* WHAT TO WORK ON
Starting at the line that holds "Please trace the outline of every instance of the rock", set down each line through the end of the listing, exactly as written and with nothing added.

* DATA TO USE
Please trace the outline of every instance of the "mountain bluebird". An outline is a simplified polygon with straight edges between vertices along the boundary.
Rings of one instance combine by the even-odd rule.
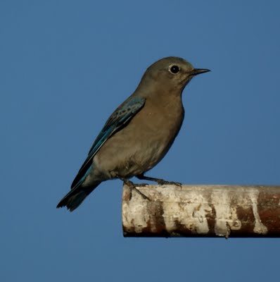
[[[184,119],[182,93],[195,75],[209,71],[194,68],[181,58],[167,57],[152,64],[134,92],[110,116],[57,207],[75,209],[101,182],[119,178],[168,183],[144,176],[165,155]]]

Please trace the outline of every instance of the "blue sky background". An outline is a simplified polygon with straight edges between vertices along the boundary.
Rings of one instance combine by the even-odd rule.
[[[0,2],[0,281],[279,279],[278,239],[124,238],[122,183],[56,209],[92,142],[146,68],[182,56],[211,73],[148,175],[280,184],[277,1]]]

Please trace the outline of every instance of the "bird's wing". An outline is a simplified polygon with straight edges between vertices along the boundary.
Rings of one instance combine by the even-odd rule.
[[[83,180],[89,173],[91,160],[102,145],[117,131],[125,126],[127,123],[144,106],[145,98],[132,97],[122,104],[110,116],[101,132],[97,136],[89,150],[89,155],[73,180],[71,189]]]

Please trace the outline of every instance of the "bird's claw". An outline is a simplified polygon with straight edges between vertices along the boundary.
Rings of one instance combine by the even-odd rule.
[[[147,183],[140,183],[140,184],[136,184],[135,185],[132,181],[129,180],[128,179],[126,178],[120,178],[125,184],[126,184],[131,190],[134,190],[135,192],[136,192],[138,194],[139,194],[144,200],[148,200],[148,201],[151,201],[150,198],[148,198],[146,195],[143,194],[140,190],[139,190],[136,188],[136,186],[138,187],[145,187],[148,184]]]
[[[158,179],[157,183],[161,185],[174,185],[176,186],[182,187],[182,183],[180,183],[179,182],[166,181],[166,180],[164,180],[163,179]]]

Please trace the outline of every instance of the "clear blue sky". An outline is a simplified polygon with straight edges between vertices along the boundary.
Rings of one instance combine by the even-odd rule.
[[[0,281],[277,281],[278,239],[124,238],[122,183],[56,209],[95,137],[154,61],[211,73],[148,174],[280,184],[277,1],[0,3]]]

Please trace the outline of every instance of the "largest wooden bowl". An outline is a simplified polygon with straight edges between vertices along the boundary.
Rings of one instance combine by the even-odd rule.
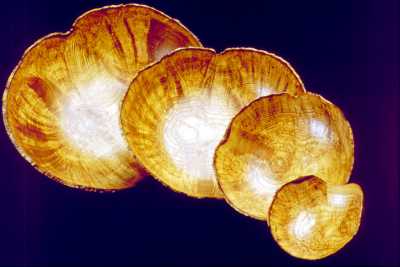
[[[147,6],[108,6],[27,49],[3,95],[3,119],[22,156],[85,189],[130,187],[144,172],[119,125],[134,75],[170,51],[201,46],[178,21]]]

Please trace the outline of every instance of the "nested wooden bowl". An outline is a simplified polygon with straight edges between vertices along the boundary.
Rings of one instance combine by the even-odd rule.
[[[201,43],[147,6],[83,14],[67,33],[29,47],[11,74],[3,95],[10,138],[40,172],[68,186],[133,186],[144,169],[123,138],[120,102],[140,69],[186,46]]]
[[[254,99],[281,92],[297,95],[304,87],[271,53],[179,49],[136,76],[121,124],[129,147],[158,180],[189,196],[221,198],[213,157],[229,122]]]
[[[312,93],[279,94],[236,115],[216,150],[215,170],[232,207],[267,220],[280,186],[306,175],[344,184],[353,161],[352,130],[338,107]]]
[[[344,247],[360,227],[363,191],[308,176],[285,184],[269,210],[278,245],[294,257],[316,260]]]

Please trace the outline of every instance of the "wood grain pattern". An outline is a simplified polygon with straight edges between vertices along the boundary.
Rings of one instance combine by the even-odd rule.
[[[267,220],[280,186],[305,175],[344,184],[353,162],[353,134],[343,113],[305,93],[271,95],[244,108],[218,146],[214,166],[228,203]]]
[[[315,176],[296,179],[279,189],[272,202],[272,236],[294,257],[327,257],[357,233],[363,198],[357,184],[334,186]]]
[[[129,147],[154,177],[193,197],[222,198],[215,147],[232,117],[272,93],[304,86],[283,59],[255,49],[186,48],[141,71],[122,104]]]
[[[68,186],[133,186],[145,171],[123,139],[120,102],[140,69],[185,46],[201,43],[147,6],[83,14],[67,33],[28,48],[11,74],[3,95],[11,140],[34,167]]]

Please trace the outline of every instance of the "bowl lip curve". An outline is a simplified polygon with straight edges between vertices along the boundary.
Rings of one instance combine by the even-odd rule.
[[[282,186],[276,191],[275,196],[276,196],[279,192],[281,192],[287,185],[289,185],[289,184],[295,184],[295,183],[302,183],[302,182],[304,182],[304,181],[306,181],[306,180],[309,180],[309,179],[315,179],[315,180],[317,180],[318,182],[323,183],[326,189],[329,187],[329,183],[327,183],[327,182],[324,181],[323,179],[319,178],[318,176],[315,176],[315,175],[306,175],[306,176],[299,177],[299,178],[297,178],[297,179],[295,179],[295,180],[293,180],[293,181],[287,182],[286,184],[282,185]],[[295,254],[293,254],[292,252],[286,251],[286,249],[281,245],[280,242],[278,242],[276,236],[273,234],[271,224],[268,223],[268,230],[270,231],[273,240],[275,241],[276,244],[278,244],[278,247],[279,247],[280,249],[282,249],[283,251],[285,251],[286,253],[288,253],[289,255],[291,255],[291,256],[293,256],[293,257],[295,257],[295,258],[297,258],[297,259],[308,260],[308,261],[318,261],[318,260],[322,260],[322,259],[325,259],[325,258],[331,256],[331,255],[336,254],[337,252],[339,252],[340,250],[342,250],[344,247],[346,247],[347,244],[350,243],[350,241],[354,238],[354,236],[357,235],[358,231],[360,230],[361,223],[362,223],[362,218],[363,218],[364,212],[365,212],[365,210],[364,210],[364,205],[365,205],[364,191],[363,191],[362,187],[361,187],[359,184],[357,184],[357,183],[346,183],[346,184],[335,185],[335,186],[354,187],[355,190],[358,191],[358,193],[361,193],[361,194],[360,194],[360,195],[361,195],[361,207],[360,207],[360,212],[359,212],[359,218],[360,218],[360,219],[359,219],[358,222],[357,222],[357,231],[355,231],[355,232],[351,235],[351,238],[350,238],[343,246],[337,248],[335,251],[333,251],[333,252],[331,252],[331,253],[329,253],[329,254],[324,255],[323,257],[301,257],[300,255],[297,255],[297,254],[295,255]],[[325,192],[325,196],[327,196],[327,192]],[[271,207],[272,207],[272,205],[275,203],[275,201],[276,201],[276,198],[274,197],[273,201],[271,202],[271,206],[270,206],[270,208],[269,208],[268,211],[267,211],[268,220],[269,220],[269,217],[271,217],[271,214],[272,214],[272,209],[271,209]]]

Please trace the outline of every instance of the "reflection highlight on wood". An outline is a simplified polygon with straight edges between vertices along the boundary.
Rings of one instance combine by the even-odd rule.
[[[228,203],[267,220],[280,186],[305,175],[346,183],[353,161],[353,135],[342,112],[305,93],[262,97],[244,108],[218,146],[214,166]]]
[[[363,192],[357,184],[329,185],[315,176],[285,184],[269,210],[275,241],[294,257],[316,260],[334,254],[357,233]]]
[[[145,171],[123,138],[120,102],[140,69],[185,46],[201,43],[153,8],[89,11],[69,32],[46,36],[25,52],[3,95],[7,132],[33,166],[63,184],[133,186]]]
[[[304,87],[273,54],[180,49],[134,79],[122,105],[122,128],[158,180],[193,197],[221,198],[213,155],[229,122],[252,100],[281,92],[295,95]]]

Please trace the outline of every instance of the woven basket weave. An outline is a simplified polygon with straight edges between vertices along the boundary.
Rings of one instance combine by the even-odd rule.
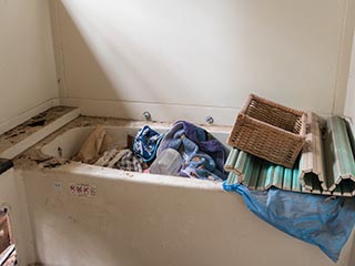
[[[250,94],[227,143],[272,163],[292,167],[304,143],[306,114]]]

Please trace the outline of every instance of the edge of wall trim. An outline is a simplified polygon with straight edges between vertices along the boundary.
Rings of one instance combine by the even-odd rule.
[[[2,123],[0,123],[0,134],[18,126],[19,124],[22,124],[23,122],[26,122],[27,120],[33,117],[34,115],[44,112],[45,110],[50,109],[50,108],[54,108],[58,106],[60,103],[59,99],[50,99],[28,111],[26,111],[24,113],[21,113],[12,119],[9,119]]]
[[[206,117],[213,117],[215,125],[233,125],[239,108],[213,108],[143,103],[92,99],[60,99],[60,105],[79,108],[82,115],[145,120],[144,112],[151,114],[152,121],[174,122],[186,120],[196,124],[206,124]]]

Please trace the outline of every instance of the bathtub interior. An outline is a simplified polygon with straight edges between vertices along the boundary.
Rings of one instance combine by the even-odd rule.
[[[141,127],[139,126],[103,126],[106,134],[112,136],[113,141],[120,146],[128,145],[128,135],[135,136]],[[153,127],[159,133],[166,133],[169,127]],[[53,141],[45,144],[41,152],[48,156],[72,158],[82,146],[89,134],[94,130],[94,126],[80,126],[68,130],[63,134],[57,136]],[[219,140],[229,152],[230,146],[226,145],[226,140],[230,134],[227,131],[209,131],[216,140]]]

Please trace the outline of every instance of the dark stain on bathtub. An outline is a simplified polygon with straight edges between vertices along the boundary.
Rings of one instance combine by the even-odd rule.
[[[70,164],[70,160],[64,160],[64,161],[52,160],[52,161],[48,161],[48,162],[43,163],[42,165],[44,168],[55,168],[55,167],[62,166],[64,164]]]

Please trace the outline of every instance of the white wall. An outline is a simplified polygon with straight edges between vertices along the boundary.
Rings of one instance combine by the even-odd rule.
[[[0,59],[3,132],[58,98],[48,0],[0,0]]]
[[[62,0],[71,18],[52,3],[62,102],[84,112],[233,123],[250,92],[343,112],[346,0]]]
[[[355,39],[355,34],[354,34]],[[351,70],[348,74],[347,93],[345,101],[344,114],[352,117],[355,123],[355,41],[353,41],[353,53],[351,58]]]

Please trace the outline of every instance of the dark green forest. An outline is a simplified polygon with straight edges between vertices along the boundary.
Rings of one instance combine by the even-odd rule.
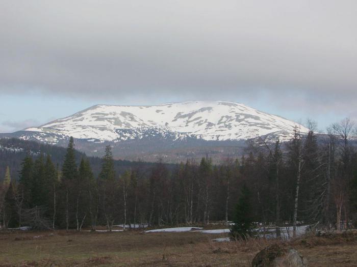
[[[119,223],[227,224],[239,220],[235,214],[243,210],[241,217],[264,225],[353,227],[353,123],[335,124],[323,136],[316,134],[314,124],[310,126],[307,134],[293,129],[287,142],[250,140],[244,156],[219,164],[209,156],[176,165],[115,161],[110,146],[101,158],[87,157],[74,150],[71,138],[67,149],[48,145],[36,155],[30,153],[33,147],[17,152],[22,159],[16,179],[11,157],[3,153],[2,224],[80,231],[99,225],[111,230]],[[10,142],[2,141],[3,146]],[[247,209],[243,206],[248,193]]]

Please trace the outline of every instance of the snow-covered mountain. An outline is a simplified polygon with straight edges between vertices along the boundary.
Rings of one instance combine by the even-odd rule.
[[[33,138],[53,143],[70,136],[94,142],[154,136],[223,141],[271,136],[284,140],[297,125],[301,132],[307,132],[296,123],[242,104],[190,101],[157,106],[98,105],[24,131],[33,132]]]

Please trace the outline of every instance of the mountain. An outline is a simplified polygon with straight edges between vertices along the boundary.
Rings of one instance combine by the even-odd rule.
[[[65,145],[71,136],[77,148],[89,155],[95,155],[105,144],[111,144],[117,157],[145,159],[148,153],[162,155],[174,150],[177,157],[187,157],[195,147],[236,146],[260,136],[284,141],[291,137],[295,126],[307,132],[294,122],[242,104],[190,101],[156,106],[97,105],[3,136]]]

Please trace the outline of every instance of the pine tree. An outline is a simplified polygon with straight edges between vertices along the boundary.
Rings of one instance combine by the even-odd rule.
[[[11,176],[10,174],[10,167],[8,166],[6,167],[6,171],[5,171],[5,177],[4,179],[4,185],[8,187],[10,185],[11,182]]]
[[[234,239],[246,239],[253,233],[251,197],[250,190],[244,184],[235,210],[234,224],[231,228],[231,235]]]

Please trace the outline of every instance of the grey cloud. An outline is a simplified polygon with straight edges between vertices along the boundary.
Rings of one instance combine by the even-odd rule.
[[[216,99],[263,92],[289,107],[301,105],[297,94],[310,106],[344,109],[357,97],[355,1],[1,5],[2,92]]]
[[[3,127],[0,128],[0,129],[2,129],[2,132],[12,132],[39,125],[40,123],[38,121],[32,119],[21,121],[5,121],[1,123],[1,126],[3,126]]]

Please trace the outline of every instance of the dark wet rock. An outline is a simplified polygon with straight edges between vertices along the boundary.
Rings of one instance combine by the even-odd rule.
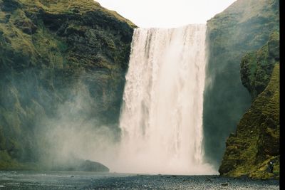
[[[93,0],[0,0],[0,169],[51,160],[39,122],[82,89],[92,108],[80,112],[119,130],[136,26]]]
[[[279,28],[278,0],[238,0],[207,21],[209,63],[204,93],[204,142],[206,157],[217,167],[224,152],[224,142],[234,132],[251,105],[249,93],[241,80],[242,58],[260,49]],[[272,50],[270,57],[278,52],[274,50],[277,47],[274,41],[269,43]],[[258,73],[264,70],[264,76],[270,79],[271,66],[265,64],[261,67],[268,67],[268,71],[259,69]],[[269,80],[256,78],[256,81],[262,83],[258,85],[261,87],[259,92],[262,92]],[[234,147],[232,150],[235,151]]]

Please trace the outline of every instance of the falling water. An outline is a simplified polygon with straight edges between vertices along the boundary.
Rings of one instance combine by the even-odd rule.
[[[134,31],[118,171],[206,174],[202,142],[203,24]]]

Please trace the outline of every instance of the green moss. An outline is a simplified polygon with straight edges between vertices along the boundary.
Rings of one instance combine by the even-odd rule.
[[[235,131],[237,124],[251,104],[250,95],[242,83],[240,73],[244,73],[248,81],[255,79],[254,85],[259,87],[259,93],[266,86],[265,78],[261,76],[269,76],[268,81],[270,80],[270,70],[264,69],[268,62],[261,58],[264,55],[260,56],[260,66],[246,64],[241,70],[240,63],[242,57],[250,52],[246,58],[254,63],[258,58],[256,51],[266,43],[273,31],[279,31],[279,10],[277,0],[238,0],[207,21],[209,61],[204,93],[204,143],[206,157],[217,167],[227,137]]]
[[[229,176],[247,175],[252,179],[279,176],[279,63],[276,63],[270,82],[242,118],[237,135],[227,141],[227,149],[219,168]],[[232,147],[237,147],[235,152]],[[274,163],[274,173],[268,163]],[[236,164],[232,164],[236,163]]]
[[[0,0],[0,169],[43,168],[41,121],[74,103],[78,86],[91,97],[86,117],[118,122],[136,26],[93,0]]]

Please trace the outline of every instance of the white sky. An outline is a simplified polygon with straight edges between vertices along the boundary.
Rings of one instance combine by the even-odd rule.
[[[205,23],[236,0],[95,0],[139,27]]]

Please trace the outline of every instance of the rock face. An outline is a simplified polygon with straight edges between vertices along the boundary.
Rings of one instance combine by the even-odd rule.
[[[227,139],[221,175],[279,178],[279,31],[260,49],[242,58],[242,81],[250,93],[252,105]]]
[[[251,75],[247,74],[253,67],[245,62],[250,69],[244,66],[241,80],[240,62],[246,53],[259,49],[269,38],[274,38],[274,34],[269,36],[279,27],[279,7],[277,0],[238,0],[207,21],[209,63],[204,95],[204,144],[208,161],[217,167],[222,161],[226,139],[235,131],[250,106],[251,97],[243,84],[247,88],[253,83],[261,85],[254,88],[256,93],[252,91],[254,99],[269,81],[274,66],[270,58],[264,60],[266,63],[257,64],[254,72],[262,78],[254,80],[249,80]],[[261,72],[264,74],[259,75]]]
[[[62,105],[115,125],[135,26],[93,0],[0,0],[0,169],[38,160],[41,122]],[[88,103],[76,100],[83,91]]]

* REPLY
Please trace the outline of every instance of the rock face. An outline is a simplified polygon with straight edges between vertices along the boundary.
Rings of one instance combine by the even-odd rule.
[[[227,139],[221,175],[279,178],[279,31],[260,49],[242,58],[242,81],[250,93],[252,105]]]
[[[251,75],[247,74],[253,67],[245,62],[250,69],[244,66],[241,80],[240,62],[246,53],[259,49],[269,38],[274,38],[274,34],[269,36],[279,27],[279,7],[277,0],[238,0],[207,21],[209,63],[204,95],[204,144],[208,161],[217,167],[222,161],[226,139],[235,131],[250,106],[251,97],[243,84],[247,88],[253,83],[261,85],[254,88],[256,93],[252,91],[254,99],[269,81],[274,66],[270,58],[264,60],[266,63],[257,64],[254,72],[262,78],[254,80],[249,80]],[[261,72],[264,74],[259,75]]]
[[[62,105],[115,125],[135,26],[93,0],[0,0],[0,169],[38,160],[41,122]],[[88,103],[76,100],[83,91]]]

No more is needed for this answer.